# Stated task:
Extract each line of the items below that contains the string "fruit". Matching is case-sensitive.

--- START OF Stored rows ---

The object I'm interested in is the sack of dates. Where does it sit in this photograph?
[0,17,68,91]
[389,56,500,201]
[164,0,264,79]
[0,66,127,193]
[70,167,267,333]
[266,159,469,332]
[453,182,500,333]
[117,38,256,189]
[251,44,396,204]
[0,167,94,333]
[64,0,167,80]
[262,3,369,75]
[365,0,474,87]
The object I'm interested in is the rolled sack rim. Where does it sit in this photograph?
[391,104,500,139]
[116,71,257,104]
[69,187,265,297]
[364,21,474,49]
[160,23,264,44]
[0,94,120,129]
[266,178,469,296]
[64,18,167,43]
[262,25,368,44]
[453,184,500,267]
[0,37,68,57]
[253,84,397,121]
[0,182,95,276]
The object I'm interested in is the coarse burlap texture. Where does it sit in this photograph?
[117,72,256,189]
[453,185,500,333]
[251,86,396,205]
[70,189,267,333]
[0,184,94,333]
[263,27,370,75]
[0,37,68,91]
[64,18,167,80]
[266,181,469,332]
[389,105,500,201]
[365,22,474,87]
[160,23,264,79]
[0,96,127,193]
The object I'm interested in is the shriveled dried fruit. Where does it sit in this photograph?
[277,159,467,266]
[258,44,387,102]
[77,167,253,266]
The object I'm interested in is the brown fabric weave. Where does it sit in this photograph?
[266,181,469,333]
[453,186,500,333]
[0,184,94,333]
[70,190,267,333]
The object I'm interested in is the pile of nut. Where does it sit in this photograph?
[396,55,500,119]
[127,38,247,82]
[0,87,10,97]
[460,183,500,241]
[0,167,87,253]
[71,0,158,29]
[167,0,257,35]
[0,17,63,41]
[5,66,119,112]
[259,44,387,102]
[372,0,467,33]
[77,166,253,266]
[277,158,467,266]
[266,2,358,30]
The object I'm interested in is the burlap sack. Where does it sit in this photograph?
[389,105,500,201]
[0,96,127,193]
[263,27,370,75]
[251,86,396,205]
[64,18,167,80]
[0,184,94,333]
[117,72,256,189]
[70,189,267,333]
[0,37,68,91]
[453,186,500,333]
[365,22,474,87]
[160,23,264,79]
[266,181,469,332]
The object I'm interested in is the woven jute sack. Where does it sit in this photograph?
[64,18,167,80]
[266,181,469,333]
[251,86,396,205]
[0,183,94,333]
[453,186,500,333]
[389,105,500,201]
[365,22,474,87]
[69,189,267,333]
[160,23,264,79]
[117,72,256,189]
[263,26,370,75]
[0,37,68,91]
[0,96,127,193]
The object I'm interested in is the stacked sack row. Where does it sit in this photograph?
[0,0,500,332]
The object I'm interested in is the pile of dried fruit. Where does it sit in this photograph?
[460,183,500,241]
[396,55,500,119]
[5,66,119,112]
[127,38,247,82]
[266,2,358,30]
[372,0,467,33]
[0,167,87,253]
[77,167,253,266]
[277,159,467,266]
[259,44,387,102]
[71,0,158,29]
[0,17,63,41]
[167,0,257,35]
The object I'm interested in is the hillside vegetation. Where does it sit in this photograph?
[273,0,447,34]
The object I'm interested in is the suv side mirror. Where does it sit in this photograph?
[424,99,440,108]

--- END OF Stored rows ---

# Output:
The object I'm interested in is the shriveled dried fruit. Where does it sit in this photograph?
The object I'm interested in is the pile of dried fruit. Where does it sit in this photograph?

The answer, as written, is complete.